>> Start Data shown

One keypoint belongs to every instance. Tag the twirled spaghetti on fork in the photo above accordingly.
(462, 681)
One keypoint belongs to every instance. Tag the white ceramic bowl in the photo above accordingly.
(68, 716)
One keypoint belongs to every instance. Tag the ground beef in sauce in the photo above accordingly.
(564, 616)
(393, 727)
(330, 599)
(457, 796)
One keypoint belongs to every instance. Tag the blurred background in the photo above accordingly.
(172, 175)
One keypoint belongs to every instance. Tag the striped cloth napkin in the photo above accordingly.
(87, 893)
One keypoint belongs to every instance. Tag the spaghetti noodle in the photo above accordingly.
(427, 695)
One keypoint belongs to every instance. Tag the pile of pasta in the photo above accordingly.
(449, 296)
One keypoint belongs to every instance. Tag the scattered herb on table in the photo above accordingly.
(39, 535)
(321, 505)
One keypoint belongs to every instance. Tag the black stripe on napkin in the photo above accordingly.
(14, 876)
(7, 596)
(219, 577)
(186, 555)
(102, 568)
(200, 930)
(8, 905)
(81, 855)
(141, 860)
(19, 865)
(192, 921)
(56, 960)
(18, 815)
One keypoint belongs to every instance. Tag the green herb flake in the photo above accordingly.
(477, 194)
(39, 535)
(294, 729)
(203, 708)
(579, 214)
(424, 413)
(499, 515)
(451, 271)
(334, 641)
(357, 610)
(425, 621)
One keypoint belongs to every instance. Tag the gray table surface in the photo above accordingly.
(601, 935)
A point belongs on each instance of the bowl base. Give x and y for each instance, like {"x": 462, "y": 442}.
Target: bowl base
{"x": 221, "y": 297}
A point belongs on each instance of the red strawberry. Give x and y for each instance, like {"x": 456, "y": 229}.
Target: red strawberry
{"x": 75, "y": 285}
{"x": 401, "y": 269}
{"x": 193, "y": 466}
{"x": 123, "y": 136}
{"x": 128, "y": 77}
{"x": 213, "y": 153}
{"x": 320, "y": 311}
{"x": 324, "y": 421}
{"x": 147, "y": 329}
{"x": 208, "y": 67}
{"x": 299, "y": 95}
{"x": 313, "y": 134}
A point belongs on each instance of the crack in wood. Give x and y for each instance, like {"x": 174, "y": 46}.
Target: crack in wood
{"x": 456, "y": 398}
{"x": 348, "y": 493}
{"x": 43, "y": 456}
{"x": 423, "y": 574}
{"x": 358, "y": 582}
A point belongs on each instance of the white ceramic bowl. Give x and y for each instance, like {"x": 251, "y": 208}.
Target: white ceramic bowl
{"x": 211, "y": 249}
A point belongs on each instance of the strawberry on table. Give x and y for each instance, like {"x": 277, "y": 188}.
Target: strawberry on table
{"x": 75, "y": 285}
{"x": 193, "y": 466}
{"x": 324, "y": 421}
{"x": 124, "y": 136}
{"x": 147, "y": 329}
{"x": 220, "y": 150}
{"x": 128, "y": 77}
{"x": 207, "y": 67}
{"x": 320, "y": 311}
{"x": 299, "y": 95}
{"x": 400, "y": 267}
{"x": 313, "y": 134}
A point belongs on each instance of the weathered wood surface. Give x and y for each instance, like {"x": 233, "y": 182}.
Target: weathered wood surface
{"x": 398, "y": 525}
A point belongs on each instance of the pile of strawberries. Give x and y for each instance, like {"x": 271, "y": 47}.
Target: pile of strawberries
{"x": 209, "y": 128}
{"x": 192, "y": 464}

>> End Data shown

*Exercise prompt*: Rewrite all of the items above as a single numbered list, omitting any blank lines.

*Result below*:
1. One keypoint belongs to every instance. Tag the twirled spaghetti on fork in the photo above accordingly.
2. (462, 681)
3. One keypoint belongs to every instance. Tag the white ceramic bowl in the photo above accordingly.
4. (68, 716)
5. One keypoint belongs to every instance. Tag the ground beef in sauce in the photo above accordingly.
6. (564, 616)
7. (393, 727)
8. (330, 599)
9. (457, 796)
10. One keypoint belongs to every instance. Tag the blurred background in the photo above accordingly.
11. (172, 175)
12. One keypoint belongs to every instance. Tag the striped cloth napkin in the photo above accordingly.
13. (87, 893)
14. One keypoint belongs to every instance. Tag the spaghetti noodle in the photo above accordingly.
15. (427, 695)
16. One keypoint belongs to every instance. Tag the pile of pasta in the photo above accordingly.
17. (449, 296)
18. One keypoint belongs to every instance. Tag the scattered herb on table in the photo above accordingly.
19. (39, 535)
20. (321, 505)
21. One keypoint belongs to every instance. Tag the black stripe on napkin in the photo above accordingly.
22. (14, 876)
23. (7, 596)
24. (219, 577)
25. (186, 555)
26. (102, 568)
27. (200, 930)
28. (8, 905)
29. (81, 855)
30. (141, 860)
31. (19, 865)
32. (192, 921)
33. (56, 960)
34. (18, 815)
35. One keypoint belongs to every instance. Tag the green herb flake in the photo above accordingly.
36. (477, 194)
37. (39, 535)
38. (294, 729)
39. (203, 708)
40. (579, 214)
41. (424, 413)
42. (499, 515)
43. (451, 271)
44. (334, 641)
45. (357, 610)
46. (425, 621)
47. One keypoint belongs to every instance. Tag the gray table surface in the photo above accordingly.
48. (601, 935)
49. A point belongs on each instance of the bowl base. Give x and y for each instance, like {"x": 462, "y": 442}.
50. Target: bowl base
51. {"x": 221, "y": 297}
52. A point belongs on each instance of the red strawberry. Give x and y for each instance, like {"x": 456, "y": 229}.
53. Target: red strawberry
54. {"x": 75, "y": 285}
55. {"x": 401, "y": 269}
56. {"x": 193, "y": 466}
57. {"x": 123, "y": 136}
58. {"x": 128, "y": 77}
59. {"x": 213, "y": 153}
60. {"x": 320, "y": 311}
61. {"x": 324, "y": 421}
62. {"x": 147, "y": 329}
63. {"x": 208, "y": 67}
64. {"x": 299, "y": 95}
65. {"x": 313, "y": 134}
66. A point belongs on each instance of the crack in wood. Give x and y for each instance, like {"x": 174, "y": 46}.
67. Target: crack in wood
68. {"x": 456, "y": 398}
69. {"x": 348, "y": 493}
70. {"x": 43, "y": 456}
71. {"x": 423, "y": 574}
72. {"x": 358, "y": 582}
73. A point belongs on each instance of the white ceramic bowl. Give x and y for each instance, like {"x": 251, "y": 208}.
74. Target: white ceramic bowl
75. {"x": 211, "y": 249}
76. A point belongs on each instance of the strawberry on table. Give x and y for each instance, like {"x": 277, "y": 188}.
77. Target: strawberry on table
78. {"x": 75, "y": 285}
79. {"x": 193, "y": 466}
80. {"x": 324, "y": 421}
81. {"x": 124, "y": 136}
82. {"x": 147, "y": 329}
83. {"x": 220, "y": 150}
84. {"x": 128, "y": 77}
85. {"x": 207, "y": 67}
86. {"x": 320, "y": 311}
87. {"x": 299, "y": 95}
88. {"x": 400, "y": 267}
89. {"x": 313, "y": 134}
90. A point belongs on each instance of the weathered wood surface. Give x and y for each instance, like {"x": 233, "y": 182}.
91. Target: weathered wood surface
92. {"x": 398, "y": 525}
93. A point belongs on each instance of the pile of strawberries. Give x and y for each instance, like {"x": 271, "y": 47}.
94. Target: pile of strawberries
95. {"x": 209, "y": 128}
96. {"x": 192, "y": 464}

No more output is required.